- [GIVEN DATA]:
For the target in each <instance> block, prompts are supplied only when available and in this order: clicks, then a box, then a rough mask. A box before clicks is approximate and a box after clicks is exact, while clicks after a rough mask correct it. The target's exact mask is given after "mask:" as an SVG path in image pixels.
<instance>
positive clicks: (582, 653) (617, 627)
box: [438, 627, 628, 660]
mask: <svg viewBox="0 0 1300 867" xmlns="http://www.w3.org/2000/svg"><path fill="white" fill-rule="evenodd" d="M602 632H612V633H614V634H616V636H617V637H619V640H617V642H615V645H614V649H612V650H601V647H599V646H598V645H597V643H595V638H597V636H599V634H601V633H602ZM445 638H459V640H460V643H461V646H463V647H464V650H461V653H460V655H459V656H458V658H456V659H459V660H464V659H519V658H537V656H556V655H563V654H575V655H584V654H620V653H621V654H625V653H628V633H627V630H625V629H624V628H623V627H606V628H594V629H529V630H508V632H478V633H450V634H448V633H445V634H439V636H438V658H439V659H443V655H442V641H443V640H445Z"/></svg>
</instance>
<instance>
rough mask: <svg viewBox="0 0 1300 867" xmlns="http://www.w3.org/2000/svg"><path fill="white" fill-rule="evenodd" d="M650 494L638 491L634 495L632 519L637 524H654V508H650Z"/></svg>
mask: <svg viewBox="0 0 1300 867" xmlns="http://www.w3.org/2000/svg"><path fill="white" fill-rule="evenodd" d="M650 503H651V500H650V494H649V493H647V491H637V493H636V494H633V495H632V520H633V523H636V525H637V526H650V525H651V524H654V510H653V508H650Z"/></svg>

...

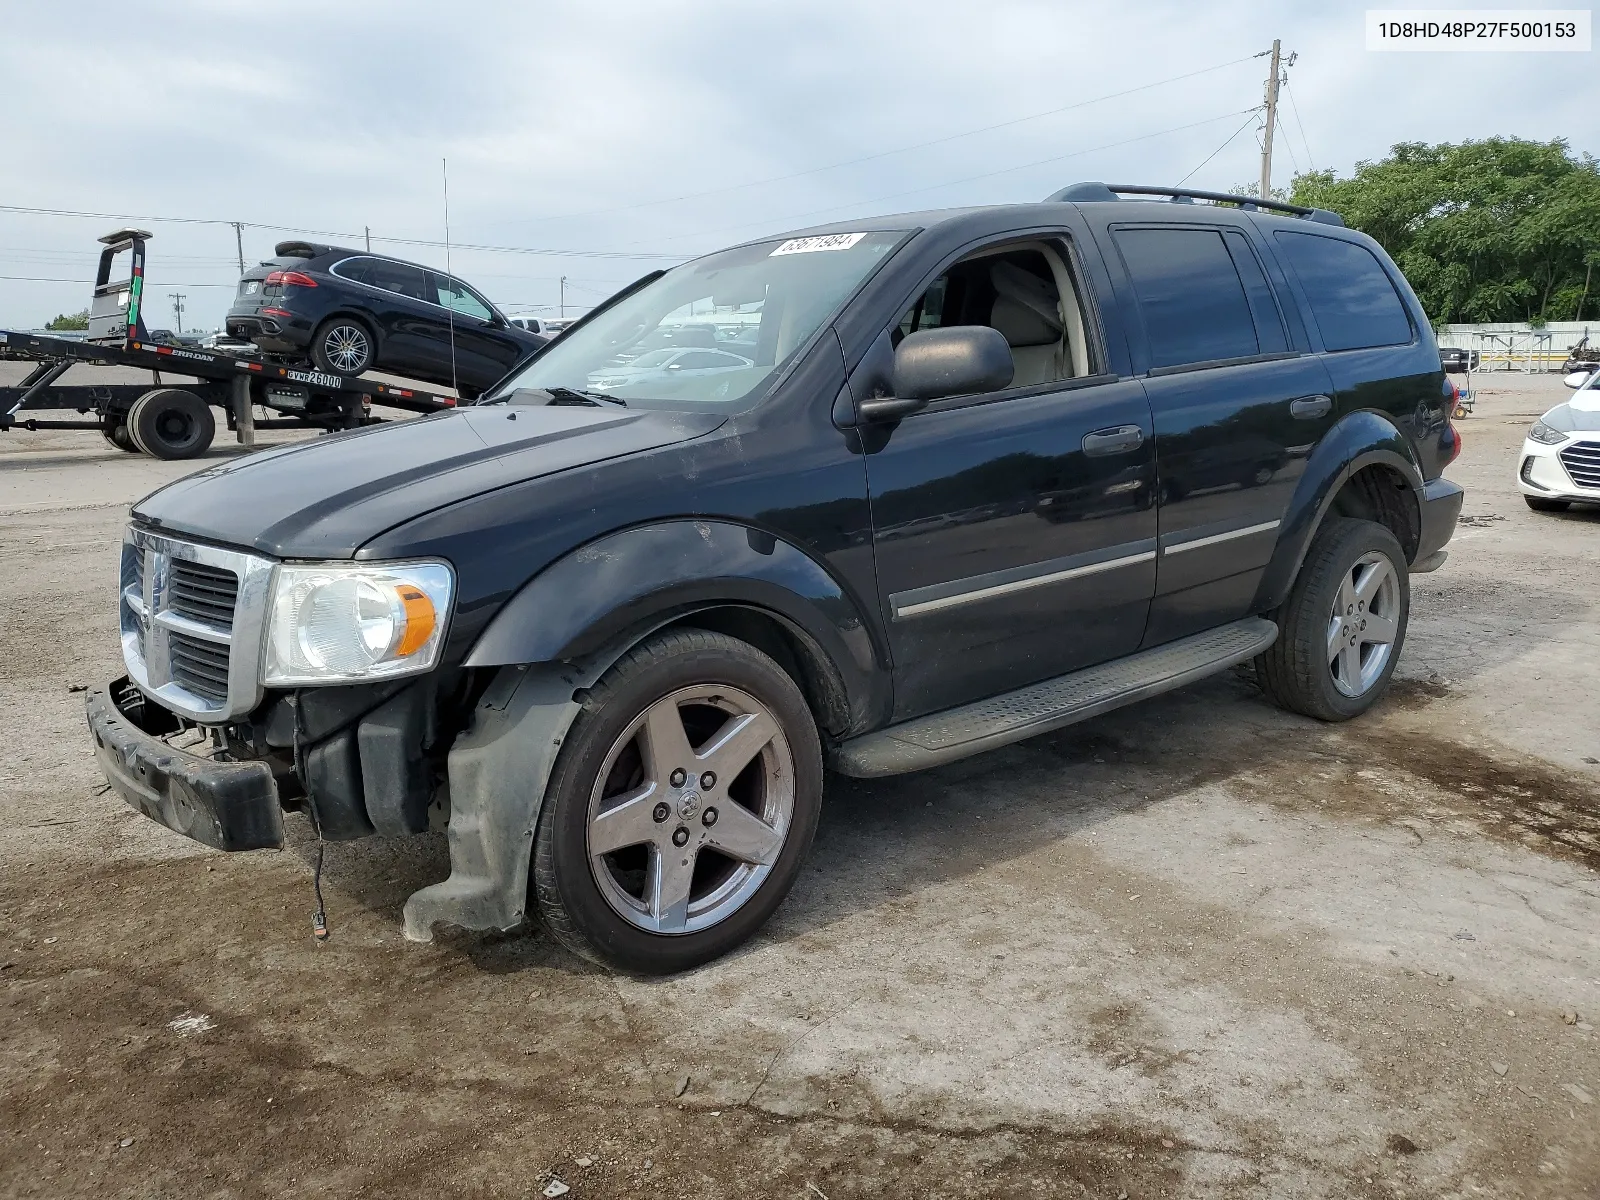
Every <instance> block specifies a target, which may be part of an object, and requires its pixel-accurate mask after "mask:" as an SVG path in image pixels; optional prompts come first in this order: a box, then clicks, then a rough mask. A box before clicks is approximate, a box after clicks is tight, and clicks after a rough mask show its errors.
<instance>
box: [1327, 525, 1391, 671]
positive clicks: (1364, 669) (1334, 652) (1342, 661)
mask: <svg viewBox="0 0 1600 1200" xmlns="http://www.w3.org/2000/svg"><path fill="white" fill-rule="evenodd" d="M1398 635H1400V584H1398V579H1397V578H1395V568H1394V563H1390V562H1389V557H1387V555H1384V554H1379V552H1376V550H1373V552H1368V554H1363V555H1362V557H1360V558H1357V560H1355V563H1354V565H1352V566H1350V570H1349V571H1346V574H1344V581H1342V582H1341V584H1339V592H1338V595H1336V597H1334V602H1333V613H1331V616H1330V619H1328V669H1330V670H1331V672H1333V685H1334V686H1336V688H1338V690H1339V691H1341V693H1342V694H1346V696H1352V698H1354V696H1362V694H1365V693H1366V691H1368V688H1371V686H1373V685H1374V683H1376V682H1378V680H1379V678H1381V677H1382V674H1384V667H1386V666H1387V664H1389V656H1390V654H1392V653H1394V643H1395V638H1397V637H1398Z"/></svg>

--

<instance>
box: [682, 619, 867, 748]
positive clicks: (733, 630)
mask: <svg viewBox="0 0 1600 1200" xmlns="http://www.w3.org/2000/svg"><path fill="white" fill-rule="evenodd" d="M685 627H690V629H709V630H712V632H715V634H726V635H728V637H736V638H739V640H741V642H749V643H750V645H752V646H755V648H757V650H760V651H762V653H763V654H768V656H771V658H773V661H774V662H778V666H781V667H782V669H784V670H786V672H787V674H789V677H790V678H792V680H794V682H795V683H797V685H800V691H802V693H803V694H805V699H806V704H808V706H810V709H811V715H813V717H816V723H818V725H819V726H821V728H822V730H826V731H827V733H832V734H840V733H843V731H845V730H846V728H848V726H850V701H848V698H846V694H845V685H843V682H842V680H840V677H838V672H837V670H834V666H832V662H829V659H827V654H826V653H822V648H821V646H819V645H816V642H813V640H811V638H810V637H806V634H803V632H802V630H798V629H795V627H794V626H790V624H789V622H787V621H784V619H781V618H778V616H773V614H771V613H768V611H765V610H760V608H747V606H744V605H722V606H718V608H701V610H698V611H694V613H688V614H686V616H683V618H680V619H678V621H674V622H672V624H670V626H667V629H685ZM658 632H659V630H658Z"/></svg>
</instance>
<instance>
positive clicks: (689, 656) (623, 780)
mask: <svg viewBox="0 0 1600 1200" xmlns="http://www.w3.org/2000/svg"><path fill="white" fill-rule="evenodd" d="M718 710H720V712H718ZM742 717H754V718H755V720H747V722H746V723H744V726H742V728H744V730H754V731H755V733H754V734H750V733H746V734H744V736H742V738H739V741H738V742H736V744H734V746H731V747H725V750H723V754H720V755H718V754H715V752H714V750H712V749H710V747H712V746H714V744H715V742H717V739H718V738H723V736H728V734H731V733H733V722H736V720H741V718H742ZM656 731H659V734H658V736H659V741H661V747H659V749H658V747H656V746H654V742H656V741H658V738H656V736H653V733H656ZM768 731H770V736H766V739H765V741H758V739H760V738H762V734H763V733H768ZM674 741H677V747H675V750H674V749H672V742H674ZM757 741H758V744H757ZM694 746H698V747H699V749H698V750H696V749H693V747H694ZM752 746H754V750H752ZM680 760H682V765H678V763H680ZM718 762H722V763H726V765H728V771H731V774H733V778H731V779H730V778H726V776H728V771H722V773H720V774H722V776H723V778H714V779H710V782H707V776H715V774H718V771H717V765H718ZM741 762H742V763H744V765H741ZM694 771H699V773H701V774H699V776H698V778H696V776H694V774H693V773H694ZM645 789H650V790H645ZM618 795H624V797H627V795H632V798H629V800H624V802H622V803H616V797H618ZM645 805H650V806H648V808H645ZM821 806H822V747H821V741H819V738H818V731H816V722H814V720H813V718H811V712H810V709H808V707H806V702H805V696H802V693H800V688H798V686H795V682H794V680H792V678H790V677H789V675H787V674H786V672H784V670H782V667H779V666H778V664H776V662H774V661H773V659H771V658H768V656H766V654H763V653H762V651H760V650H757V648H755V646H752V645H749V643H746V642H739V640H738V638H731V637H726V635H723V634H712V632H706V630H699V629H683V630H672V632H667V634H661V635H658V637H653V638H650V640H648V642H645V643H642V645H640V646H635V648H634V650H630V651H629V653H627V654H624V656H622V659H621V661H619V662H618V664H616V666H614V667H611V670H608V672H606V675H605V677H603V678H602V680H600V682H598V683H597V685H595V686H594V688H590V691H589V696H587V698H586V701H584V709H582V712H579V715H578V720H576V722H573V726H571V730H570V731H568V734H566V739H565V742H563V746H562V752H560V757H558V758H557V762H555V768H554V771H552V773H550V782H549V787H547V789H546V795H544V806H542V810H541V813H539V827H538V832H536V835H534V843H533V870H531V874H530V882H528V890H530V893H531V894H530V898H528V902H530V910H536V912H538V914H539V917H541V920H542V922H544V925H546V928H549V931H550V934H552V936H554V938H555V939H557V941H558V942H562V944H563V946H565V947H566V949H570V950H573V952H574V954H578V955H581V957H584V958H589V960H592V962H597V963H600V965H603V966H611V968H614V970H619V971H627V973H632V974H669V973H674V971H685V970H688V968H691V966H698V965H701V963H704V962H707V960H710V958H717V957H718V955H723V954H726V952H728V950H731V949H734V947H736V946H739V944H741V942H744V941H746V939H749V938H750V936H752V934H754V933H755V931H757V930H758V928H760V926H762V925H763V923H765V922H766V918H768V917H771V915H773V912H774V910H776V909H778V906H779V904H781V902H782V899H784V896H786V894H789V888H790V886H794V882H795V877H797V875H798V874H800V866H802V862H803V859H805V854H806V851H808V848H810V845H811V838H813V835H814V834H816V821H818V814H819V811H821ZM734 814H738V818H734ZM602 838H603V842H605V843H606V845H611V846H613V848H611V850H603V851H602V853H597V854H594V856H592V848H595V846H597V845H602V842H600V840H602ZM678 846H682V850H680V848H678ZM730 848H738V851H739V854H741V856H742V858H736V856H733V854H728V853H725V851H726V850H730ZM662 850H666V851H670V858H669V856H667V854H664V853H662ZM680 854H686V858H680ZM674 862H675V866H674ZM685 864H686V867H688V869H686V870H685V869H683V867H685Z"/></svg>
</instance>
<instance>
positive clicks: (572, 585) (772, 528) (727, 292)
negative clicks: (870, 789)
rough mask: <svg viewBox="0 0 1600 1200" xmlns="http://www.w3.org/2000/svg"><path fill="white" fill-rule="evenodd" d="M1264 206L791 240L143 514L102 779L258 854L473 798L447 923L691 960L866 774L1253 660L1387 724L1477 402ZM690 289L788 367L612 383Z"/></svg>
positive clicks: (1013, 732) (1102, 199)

- [TASK ITEM]: Show every line of the data above that contains the string "clicks", treating uppercase and lowercase as different.

- [OUTPUT OF THE TASK]:
For the target in each <instance> block, prompts are supplied only when available and in this order: clicks, then a box, then a rough mask. A box before clicks is approximate and a box after clicks is exact, while clicks after a rough mask correct it. The target's exact mask is given after "mask:" as an SVG path in image pixels.
positive clicks: (582, 653) (617, 627)
Every <instance> block specifies a target, which may be part of an object, and requires its pixel-accurate mask after "mask:" as an SVG path in image pixels; optional prompts come first in this order: a box, then clicks, then a rough mask. A box before clicks is approximate, a box after clicks is tight, and clicks after a rough mask show its errors.
positive clicks: (1364, 669) (1334, 652) (1342, 661)
positive clicks: (733, 630)
positive clicks: (689, 656) (623, 780)
positive clicks: (572, 585) (772, 528) (727, 292)
negative clicks: (870, 789)
positive clicks: (1013, 732) (1102, 199)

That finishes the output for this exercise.